* **Task**: Write out the data exactly, keeping every line.

Available data Block Start

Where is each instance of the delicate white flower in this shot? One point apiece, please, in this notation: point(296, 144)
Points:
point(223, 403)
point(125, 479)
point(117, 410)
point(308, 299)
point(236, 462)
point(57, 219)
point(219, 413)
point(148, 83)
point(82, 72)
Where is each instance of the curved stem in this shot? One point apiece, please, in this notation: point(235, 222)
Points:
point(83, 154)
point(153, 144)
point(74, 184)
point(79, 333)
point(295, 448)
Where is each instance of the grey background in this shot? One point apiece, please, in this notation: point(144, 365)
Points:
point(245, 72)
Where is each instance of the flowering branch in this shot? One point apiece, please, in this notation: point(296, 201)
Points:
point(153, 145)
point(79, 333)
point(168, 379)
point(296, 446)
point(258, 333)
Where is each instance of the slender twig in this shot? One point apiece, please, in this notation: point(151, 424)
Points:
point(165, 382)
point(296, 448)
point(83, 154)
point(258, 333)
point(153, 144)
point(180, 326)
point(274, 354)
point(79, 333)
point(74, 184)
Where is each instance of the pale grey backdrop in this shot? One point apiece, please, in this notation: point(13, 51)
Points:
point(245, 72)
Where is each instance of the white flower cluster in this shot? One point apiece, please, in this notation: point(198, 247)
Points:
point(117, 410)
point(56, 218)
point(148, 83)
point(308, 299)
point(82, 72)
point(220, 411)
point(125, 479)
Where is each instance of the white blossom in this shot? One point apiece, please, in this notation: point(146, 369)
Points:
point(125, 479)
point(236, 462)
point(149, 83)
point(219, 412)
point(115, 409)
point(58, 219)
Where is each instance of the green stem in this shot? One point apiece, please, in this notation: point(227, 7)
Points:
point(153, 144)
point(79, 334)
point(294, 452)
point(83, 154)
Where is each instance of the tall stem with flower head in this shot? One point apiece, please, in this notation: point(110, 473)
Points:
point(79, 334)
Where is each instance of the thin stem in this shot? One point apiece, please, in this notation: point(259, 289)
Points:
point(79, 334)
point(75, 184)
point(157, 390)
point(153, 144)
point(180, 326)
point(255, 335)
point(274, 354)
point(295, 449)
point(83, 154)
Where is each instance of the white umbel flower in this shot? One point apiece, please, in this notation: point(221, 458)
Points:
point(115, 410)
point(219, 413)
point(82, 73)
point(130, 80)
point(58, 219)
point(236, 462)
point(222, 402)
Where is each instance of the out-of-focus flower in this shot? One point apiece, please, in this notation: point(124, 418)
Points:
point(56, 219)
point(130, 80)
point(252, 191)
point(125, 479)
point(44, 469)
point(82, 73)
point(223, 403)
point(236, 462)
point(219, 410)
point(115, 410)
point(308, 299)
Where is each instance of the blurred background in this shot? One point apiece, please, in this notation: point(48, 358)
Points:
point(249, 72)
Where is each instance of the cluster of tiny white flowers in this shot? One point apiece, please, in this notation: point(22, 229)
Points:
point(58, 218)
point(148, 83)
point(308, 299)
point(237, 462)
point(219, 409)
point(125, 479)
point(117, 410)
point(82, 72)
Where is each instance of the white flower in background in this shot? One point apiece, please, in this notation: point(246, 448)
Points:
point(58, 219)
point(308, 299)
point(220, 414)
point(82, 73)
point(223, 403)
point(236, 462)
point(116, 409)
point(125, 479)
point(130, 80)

Available data Block End

* **Exercise result**:
Where is each instance of the delicate white flower in this shot? One point apiece, please, in this notation: point(296, 144)
Points:
point(223, 403)
point(125, 479)
point(117, 410)
point(308, 299)
point(236, 462)
point(57, 219)
point(219, 413)
point(148, 83)
point(82, 72)
Where is each instance of the curved stem in this shot? One point apiece, please, in this notation: point(235, 222)
Points:
point(83, 154)
point(153, 144)
point(74, 184)
point(79, 333)
point(295, 448)
Where is each instance of the grey background in this shot? One point apiece, please, in this notation: point(144, 365)
Points:
point(245, 72)
Where is each instance of the flowering branch in this shot? One point apiece, please, in this notation: point(296, 201)
Points:
point(153, 145)
point(79, 333)
point(168, 379)
point(296, 446)
point(258, 333)
Where is each instance of the slender twig in this shot? One point apiece, please, in this notation: point(151, 424)
Points:
point(165, 382)
point(296, 448)
point(83, 154)
point(258, 333)
point(153, 144)
point(180, 326)
point(274, 354)
point(79, 333)
point(74, 184)
Where is each instance of the pale grey backdrop in this shot? One point apiece, please, in this notation: point(13, 51)
Points:
point(245, 72)
Where is each instance of the white flower cluster in this shot? One point apiece, please, in this notation: point(198, 247)
Points:
point(117, 410)
point(56, 218)
point(148, 83)
point(308, 299)
point(82, 72)
point(220, 411)
point(125, 479)
Where is each instance of the white blossom in this shot? One point apiece, please, in this notation: point(146, 369)
Points:
point(125, 479)
point(236, 462)
point(149, 83)
point(219, 412)
point(115, 409)
point(58, 219)
Where is each instance of the green stem in this shot? One point apiece, please, in this notation: point(227, 7)
Points:
point(153, 144)
point(79, 334)
point(294, 452)
point(83, 154)
Where is each instance of the tall stem with flower head in this shot? One point apiece, please, in this notation: point(110, 473)
Points:
point(79, 334)
Where is each instance of the thin stem in this shot? One point apiece, please, in this notation: point(259, 289)
Points:
point(79, 334)
point(75, 184)
point(157, 390)
point(153, 144)
point(180, 326)
point(255, 335)
point(274, 354)
point(295, 449)
point(83, 154)
Where is each instance of the white umbel flower in this shot? One point apiece, please, in this notation: point(221, 458)
Points:
point(115, 410)
point(219, 413)
point(82, 73)
point(130, 80)
point(58, 219)
point(236, 462)
point(222, 402)
Where is each instance of the out-of-focus flower in this shot? One point apiece, please, in this notation: point(124, 418)
Points:
point(56, 219)
point(130, 80)
point(252, 191)
point(125, 479)
point(44, 469)
point(82, 73)
point(223, 403)
point(236, 462)
point(219, 410)
point(115, 410)
point(308, 299)
Where is each instance of the blurred background in this shot? One point apiece, please, in this notation: point(48, 358)
Points:
point(249, 72)
Where is each instance of the cluster of tiny white flowers in this shot? One point apiece, please, in this notation: point(22, 229)
Points:
point(58, 218)
point(148, 83)
point(308, 299)
point(237, 462)
point(219, 409)
point(125, 479)
point(117, 410)
point(82, 72)
Where is each instance of the white flower in background in this shot? One point apiece, please, in this notation: point(246, 448)
Points:
point(58, 219)
point(308, 299)
point(220, 414)
point(82, 73)
point(223, 403)
point(236, 462)
point(116, 409)
point(125, 479)
point(130, 80)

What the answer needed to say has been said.